- Short exercise
Retype all the records with nothing changed.

- Record list
* Start *

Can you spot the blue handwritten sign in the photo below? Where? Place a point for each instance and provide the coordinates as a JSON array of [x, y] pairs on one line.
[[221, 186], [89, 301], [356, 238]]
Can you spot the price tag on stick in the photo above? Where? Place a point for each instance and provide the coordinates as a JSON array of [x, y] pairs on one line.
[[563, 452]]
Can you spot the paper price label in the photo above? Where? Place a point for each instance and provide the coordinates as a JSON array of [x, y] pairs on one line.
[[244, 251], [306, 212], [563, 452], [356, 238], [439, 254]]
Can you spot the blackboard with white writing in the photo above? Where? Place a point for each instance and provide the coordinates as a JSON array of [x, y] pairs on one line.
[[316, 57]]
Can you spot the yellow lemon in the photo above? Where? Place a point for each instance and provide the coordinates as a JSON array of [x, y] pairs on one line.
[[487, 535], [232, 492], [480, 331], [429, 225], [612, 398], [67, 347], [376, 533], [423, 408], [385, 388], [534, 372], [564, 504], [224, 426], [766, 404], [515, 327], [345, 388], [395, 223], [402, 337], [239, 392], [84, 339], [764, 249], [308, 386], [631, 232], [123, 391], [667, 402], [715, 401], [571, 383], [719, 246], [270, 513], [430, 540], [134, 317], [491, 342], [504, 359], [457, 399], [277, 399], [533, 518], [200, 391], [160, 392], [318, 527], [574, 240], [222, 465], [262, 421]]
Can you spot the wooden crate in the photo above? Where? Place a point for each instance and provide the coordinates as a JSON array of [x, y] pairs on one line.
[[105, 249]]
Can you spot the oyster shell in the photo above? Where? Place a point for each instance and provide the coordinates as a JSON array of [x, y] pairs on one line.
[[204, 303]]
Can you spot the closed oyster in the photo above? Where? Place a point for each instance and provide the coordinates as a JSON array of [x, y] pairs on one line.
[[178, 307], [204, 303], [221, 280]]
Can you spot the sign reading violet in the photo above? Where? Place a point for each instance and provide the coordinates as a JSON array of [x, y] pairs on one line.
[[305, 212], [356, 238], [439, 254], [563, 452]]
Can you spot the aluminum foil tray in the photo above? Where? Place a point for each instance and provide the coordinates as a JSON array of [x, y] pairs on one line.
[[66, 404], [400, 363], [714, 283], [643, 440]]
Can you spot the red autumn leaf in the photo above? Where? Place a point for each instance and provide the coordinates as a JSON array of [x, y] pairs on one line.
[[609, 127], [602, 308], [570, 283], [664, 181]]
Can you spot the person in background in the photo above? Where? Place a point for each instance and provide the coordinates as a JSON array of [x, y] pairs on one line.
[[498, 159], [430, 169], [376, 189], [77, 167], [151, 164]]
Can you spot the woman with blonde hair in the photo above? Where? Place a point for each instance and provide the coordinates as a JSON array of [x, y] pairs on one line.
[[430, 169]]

* End *

- Response to the task
Can you spot the blue handwritten sign in the photo below? Where? Place a point for each instance and provide the coordinates as a JSON array of [x, y] pairs on one line.
[[221, 186], [89, 301], [356, 238]]
Can you spot the price tag on stick in the photo above? Where? Place a point for each instance and provide the coordinates as a JSON array of [x, y] pairs on one line.
[[563, 452]]
Can you spot the paper price label in the photo above? Where? Place a point for each instance and provide the coordinates as a JSON array of [x, y] pairs on one line.
[[244, 251], [306, 212], [563, 452], [356, 238], [439, 254]]
Can you spot the blackboard with white writing in the photo above? Where? Place a point for each instance and provide the coordinates as a JSON array of [x, y] pairs on one line.
[[316, 57]]
Can you spot the yellow lemon in the photo above? Where? Place a point for each instance and provide the coordinates as a JSON array of [x, y] pairs on one line.
[[487, 535], [232, 492], [480, 331], [429, 225], [612, 398], [67, 347], [376, 533], [423, 408], [385, 388], [534, 372], [564, 504], [224, 426], [766, 404], [515, 327], [345, 388], [395, 223], [402, 337], [239, 392], [84, 339], [764, 249], [308, 386], [631, 232], [123, 391], [667, 402], [715, 401], [571, 383], [719, 246], [270, 513], [430, 540], [134, 317], [491, 342], [504, 359], [457, 399], [277, 399], [533, 518], [200, 391], [160, 392], [318, 527], [574, 240], [222, 465], [262, 421]]
Can you spot the wooden crate in the photo above? Where? Place a point for each instance and provide the coordinates as a JSON array of [x, y] pairs on one line.
[[105, 249]]
Can you spot the oyster shell in the photo above? Where? Place a point for each instance and provide the coordinates as a JSON array of [x, y] pairs on one line.
[[204, 303]]
Can you spot the closed oyster in the photo above? Where? Place a point for each instance and provide the coordinates as a JSON array of [x, y] pairs on one line.
[[178, 307], [204, 303], [221, 280]]
Can you spot the sign reading violet in the photo above? Where? Place a point for each instance and provide the coordinates as a JSON array of [x, y] pairs on one line.
[[305, 212], [356, 238], [439, 254], [563, 452]]
Can you spot the aluminum foil tray in the photo above? Where? Place a point for each instance and provide the coordinates as a JSON array of [x, y] pairs on one line.
[[66, 404], [400, 363], [714, 283], [643, 440]]
Can you spot the red autumn leaf in the photo above? Where? Place a point for each instance and provide the coordinates as a JSON array of [x, y] pairs on one line.
[[609, 127], [602, 308], [570, 283], [664, 181]]
Can you spot the person in background in the photo above? Where? Place a point for each instance and provide the coordinates as a JSON array of [x, y] pairs on one line.
[[498, 159], [430, 169], [376, 189], [77, 167], [151, 164]]
Can you spot the woman with blonde hair in the photo above? Where? Place a point for each instance and provide the coordinates as a JSON array of [x, y] pairs on one line.
[[430, 169]]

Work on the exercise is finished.